Stored entries
::::

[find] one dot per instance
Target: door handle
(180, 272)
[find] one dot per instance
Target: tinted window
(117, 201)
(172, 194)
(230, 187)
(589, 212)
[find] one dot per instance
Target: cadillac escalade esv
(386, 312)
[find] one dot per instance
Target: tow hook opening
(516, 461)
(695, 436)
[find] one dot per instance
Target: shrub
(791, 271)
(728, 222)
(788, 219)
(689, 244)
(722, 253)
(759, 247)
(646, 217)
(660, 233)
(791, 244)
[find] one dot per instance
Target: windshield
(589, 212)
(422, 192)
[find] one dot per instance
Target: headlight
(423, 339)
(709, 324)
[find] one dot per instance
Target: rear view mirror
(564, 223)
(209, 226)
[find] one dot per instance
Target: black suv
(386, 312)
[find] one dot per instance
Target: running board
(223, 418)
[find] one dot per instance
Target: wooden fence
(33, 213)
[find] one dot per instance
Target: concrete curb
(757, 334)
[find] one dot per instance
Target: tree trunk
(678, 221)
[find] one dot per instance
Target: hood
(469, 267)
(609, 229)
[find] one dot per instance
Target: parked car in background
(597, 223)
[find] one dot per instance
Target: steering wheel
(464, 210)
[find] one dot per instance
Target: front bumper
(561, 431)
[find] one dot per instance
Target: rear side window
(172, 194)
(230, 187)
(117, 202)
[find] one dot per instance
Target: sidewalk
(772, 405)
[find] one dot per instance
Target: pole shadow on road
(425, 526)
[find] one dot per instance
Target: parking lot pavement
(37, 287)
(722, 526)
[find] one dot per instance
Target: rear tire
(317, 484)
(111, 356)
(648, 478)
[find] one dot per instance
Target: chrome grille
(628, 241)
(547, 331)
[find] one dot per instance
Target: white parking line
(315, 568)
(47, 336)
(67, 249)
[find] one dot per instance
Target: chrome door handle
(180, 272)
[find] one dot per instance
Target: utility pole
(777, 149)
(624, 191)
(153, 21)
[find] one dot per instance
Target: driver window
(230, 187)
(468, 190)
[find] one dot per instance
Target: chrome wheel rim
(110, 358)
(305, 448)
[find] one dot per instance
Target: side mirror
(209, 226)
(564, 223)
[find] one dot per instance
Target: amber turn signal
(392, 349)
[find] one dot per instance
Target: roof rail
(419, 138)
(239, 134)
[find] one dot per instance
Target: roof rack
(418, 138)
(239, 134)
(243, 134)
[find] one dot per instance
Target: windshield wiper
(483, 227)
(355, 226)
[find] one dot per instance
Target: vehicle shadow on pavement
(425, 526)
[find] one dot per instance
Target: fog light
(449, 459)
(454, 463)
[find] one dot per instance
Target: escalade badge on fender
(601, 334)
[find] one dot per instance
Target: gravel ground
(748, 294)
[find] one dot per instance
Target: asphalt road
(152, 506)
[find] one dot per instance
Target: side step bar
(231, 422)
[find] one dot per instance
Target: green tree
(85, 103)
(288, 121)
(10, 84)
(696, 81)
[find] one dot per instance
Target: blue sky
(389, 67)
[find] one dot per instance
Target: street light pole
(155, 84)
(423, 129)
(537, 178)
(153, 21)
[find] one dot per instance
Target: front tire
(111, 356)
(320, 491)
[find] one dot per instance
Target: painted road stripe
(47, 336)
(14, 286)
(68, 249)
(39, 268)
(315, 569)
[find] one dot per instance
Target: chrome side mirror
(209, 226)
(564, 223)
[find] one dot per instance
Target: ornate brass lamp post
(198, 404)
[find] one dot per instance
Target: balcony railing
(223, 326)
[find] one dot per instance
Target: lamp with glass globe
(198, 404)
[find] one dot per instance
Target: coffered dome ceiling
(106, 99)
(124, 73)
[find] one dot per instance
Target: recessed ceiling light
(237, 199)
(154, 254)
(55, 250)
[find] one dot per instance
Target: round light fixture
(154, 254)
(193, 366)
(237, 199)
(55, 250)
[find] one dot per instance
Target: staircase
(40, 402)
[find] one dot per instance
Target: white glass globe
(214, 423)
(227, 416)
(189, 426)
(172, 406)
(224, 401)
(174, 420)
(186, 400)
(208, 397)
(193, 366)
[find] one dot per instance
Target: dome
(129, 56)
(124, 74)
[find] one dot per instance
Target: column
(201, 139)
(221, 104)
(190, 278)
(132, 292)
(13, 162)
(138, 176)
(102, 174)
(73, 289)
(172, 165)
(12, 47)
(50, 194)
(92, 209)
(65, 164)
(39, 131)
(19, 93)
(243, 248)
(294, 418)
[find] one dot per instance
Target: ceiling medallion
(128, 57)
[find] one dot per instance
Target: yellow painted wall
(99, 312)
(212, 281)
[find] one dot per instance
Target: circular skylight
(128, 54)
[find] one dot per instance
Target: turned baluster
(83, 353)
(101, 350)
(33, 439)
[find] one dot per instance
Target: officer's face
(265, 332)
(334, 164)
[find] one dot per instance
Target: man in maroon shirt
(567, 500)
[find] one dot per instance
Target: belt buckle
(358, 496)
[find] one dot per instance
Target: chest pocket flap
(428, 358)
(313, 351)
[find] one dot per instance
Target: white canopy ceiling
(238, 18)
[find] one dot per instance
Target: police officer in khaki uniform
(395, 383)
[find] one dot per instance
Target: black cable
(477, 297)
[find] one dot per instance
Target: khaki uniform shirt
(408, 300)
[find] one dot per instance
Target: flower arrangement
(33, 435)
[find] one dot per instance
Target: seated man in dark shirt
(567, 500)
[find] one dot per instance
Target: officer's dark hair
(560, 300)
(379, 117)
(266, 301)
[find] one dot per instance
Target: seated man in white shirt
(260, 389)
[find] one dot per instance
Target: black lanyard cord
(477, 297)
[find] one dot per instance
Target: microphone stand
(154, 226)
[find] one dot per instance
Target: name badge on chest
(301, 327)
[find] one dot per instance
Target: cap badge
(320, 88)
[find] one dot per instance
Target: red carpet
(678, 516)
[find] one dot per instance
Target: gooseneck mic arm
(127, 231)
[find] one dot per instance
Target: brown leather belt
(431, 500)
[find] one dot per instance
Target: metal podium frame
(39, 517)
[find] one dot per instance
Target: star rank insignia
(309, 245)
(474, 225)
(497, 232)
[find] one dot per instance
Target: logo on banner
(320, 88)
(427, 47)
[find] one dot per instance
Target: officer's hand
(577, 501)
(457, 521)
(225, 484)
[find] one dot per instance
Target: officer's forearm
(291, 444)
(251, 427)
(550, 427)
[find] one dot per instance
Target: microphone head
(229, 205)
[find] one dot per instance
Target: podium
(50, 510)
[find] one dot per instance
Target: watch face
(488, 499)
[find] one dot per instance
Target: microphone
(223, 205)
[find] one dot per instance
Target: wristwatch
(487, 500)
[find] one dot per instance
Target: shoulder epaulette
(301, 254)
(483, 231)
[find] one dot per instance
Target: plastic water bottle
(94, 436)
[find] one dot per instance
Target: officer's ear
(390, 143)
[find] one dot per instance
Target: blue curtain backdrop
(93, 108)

::::

What you will do
Give back, exactly and with nothing added, the lines from the line containing "Target: black lanyard cord" through the final line of the records above, both of them included.

Answer for this exercise
Target: black lanyard cord
(477, 297)
[find] one dot per instance
Target: microphone stand
(154, 226)
[find] one dot per instance
Target: name badge on chest
(301, 327)
[find] one dot per instance
Target: cap badge
(320, 88)
[find] one dot per instance
Target: red carpet
(678, 516)
[find] one dot per instance
Target: gooseneck mic arm
(127, 231)
[find] one dot per instance
Target: brown leather belt
(431, 500)
[find] one dot per instance
Target: metal podium frame
(39, 517)
[find] one dot per instance
Target: star rank insignia
(309, 245)
(474, 225)
(497, 232)
[find] one dot per instance
Target: logo on banner
(320, 88)
(427, 47)
[find] one dot per instance
Target: officer's hand
(577, 501)
(457, 521)
(225, 484)
[find] one dot per instance
Target: officer's forearm
(291, 444)
(251, 427)
(550, 427)
[find] one dot per instance
Target: microphone head
(229, 205)
[find] one dot per instance
Target: podium
(50, 510)
[find] one dot per instance
Target: watch face
(488, 499)
[find] one dot per instance
Target: microphone
(223, 205)
[find] one dot per instance
Target: wristwatch
(487, 500)
[find] one dot per instance
Target: shoulder epaulette
(301, 254)
(483, 231)
[find] one dot per instance
Target: plastic water bottle
(94, 436)
[find] one dot per instance
Target: officer's ear
(390, 143)
[find] one dot per instance
Target: blue curtain backdrop
(93, 108)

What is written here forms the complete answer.